» PROMPT 1
From the parole timing passage, quote the span that begins at the words "Initiating Process After" and ends after the words "their primary offense.".
» PROMPT 2
In the parole timing passage, how long does the administration report that reentry planning activities take to complete?

» DOCUMENT EXTRACT

-- BEGIN --

Initiating Process After Primary Term Completed Appears Unnecessarily Costly. Based on the administration’s plan not to initiate the parole consideration process until after nonviolent offenders have completed their primary term, inmates approved for parole would not be released immediately. Instead, inmates would have their case reviewed and decided on by a deputy commissioner after completing their primary term. While this particular process could be done relatively quickly, if approved for parole, the inmates would then go through reentry planning activities (such as receiving pre-release risk and needs assessments), which the administration reports take about 60 days to complete. As such, these inmates would not be released until around 60 days—in some cases more depending on the actual timing of the review process—after they have served the full term for their primary offense.

On the other hand, if BPH initiated the parole consideration process sometime before nonviolent offenders completed their primary term, CDCR could release inmates approved for parole shortly after their primary term and achieve the associated population reduction and savings. One way this could be done is for BPH to make a preliminary release decision 60 days before such inmates complete their primary terms. Reentry planning activities would then occur during the 60 days between the preliminary release decision and when inmates complete their primary terms. A final parole consideration decision—based on a review of inmates’ behavior in the 60 days since the preliminary release decision and any other relevant new data available—would be made upon the completion of inmates’ primary terms. We note that in some cases, this could result in reentry plans being made for some inmates who are ultimately not released under the new parole consideration process.

To the extent that such an alternative approach reduces the time nonviolent offenders serve in prison by two months, we estimate that this approach could potentially result in several millions of dollars in savings annually relative to the Governor’s proposal depending on the actual number of offenders approved for parole. While a portion of these savings could be offset by the cost of reentry planning for inmates who are ultimately not released, these additional costs are likely to be minor.

-- END --

[Extracted records]
-- BEGIN --

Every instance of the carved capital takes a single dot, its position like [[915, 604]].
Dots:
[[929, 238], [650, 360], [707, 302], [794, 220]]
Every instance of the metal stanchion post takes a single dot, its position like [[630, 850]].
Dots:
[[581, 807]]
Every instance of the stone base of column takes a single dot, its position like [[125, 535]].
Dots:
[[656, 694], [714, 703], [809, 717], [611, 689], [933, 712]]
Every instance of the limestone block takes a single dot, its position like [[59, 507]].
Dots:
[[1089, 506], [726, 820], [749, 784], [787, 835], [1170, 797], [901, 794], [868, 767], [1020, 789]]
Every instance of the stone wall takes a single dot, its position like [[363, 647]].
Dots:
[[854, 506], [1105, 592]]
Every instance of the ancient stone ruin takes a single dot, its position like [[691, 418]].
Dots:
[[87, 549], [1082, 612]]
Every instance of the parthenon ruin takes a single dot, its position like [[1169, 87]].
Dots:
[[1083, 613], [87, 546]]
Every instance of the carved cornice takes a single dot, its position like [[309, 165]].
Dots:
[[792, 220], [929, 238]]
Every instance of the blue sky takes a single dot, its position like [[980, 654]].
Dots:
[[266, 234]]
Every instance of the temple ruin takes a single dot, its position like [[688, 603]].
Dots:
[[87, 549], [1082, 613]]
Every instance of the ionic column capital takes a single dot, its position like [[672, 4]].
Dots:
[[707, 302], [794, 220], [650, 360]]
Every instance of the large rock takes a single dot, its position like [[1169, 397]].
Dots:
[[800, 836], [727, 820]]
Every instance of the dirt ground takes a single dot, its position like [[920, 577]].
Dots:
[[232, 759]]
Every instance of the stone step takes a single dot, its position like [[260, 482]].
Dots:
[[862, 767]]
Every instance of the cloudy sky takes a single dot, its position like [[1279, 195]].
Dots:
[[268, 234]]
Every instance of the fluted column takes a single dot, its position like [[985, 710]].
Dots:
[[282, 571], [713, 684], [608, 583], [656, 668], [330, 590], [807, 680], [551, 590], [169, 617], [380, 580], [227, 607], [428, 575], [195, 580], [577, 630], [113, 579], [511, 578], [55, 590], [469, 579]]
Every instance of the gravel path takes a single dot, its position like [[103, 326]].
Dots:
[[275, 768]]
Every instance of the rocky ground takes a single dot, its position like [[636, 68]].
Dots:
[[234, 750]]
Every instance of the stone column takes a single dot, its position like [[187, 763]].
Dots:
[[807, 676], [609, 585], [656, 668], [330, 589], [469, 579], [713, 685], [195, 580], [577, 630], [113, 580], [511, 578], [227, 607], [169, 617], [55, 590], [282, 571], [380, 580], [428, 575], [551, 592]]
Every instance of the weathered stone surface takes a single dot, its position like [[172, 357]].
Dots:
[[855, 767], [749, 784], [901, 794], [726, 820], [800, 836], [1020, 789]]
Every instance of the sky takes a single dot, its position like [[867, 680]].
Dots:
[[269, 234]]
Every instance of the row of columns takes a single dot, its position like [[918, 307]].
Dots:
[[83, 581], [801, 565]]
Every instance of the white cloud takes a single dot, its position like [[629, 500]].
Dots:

-- END --

» CORRECT OUTPUT 1
Initiating Process After Primary Term Completed Appears Unnecessarily Costly. Based on the administration’s plan not to initiate the parole consideration process until after nonviolent offenders have completed their primary term, inmates approved for parole would not be released immediately. Instead, inmates would have their case reviewed and decided on by a deputy commissioner after completing their primary term. While this particular process could be done relatively quickly, if approved for parole, the inmates would then go through reentry planning activities (such as receiving pre-release risk and needs assessments), which the administration reports take about 60 days to complete. As such, these inmates would not be released until around 60 days—in some cases more depending on the actual timing of the review process—after they have served the full term for their primary offense.

» CORRECT OUTPUT 2
About 60 days.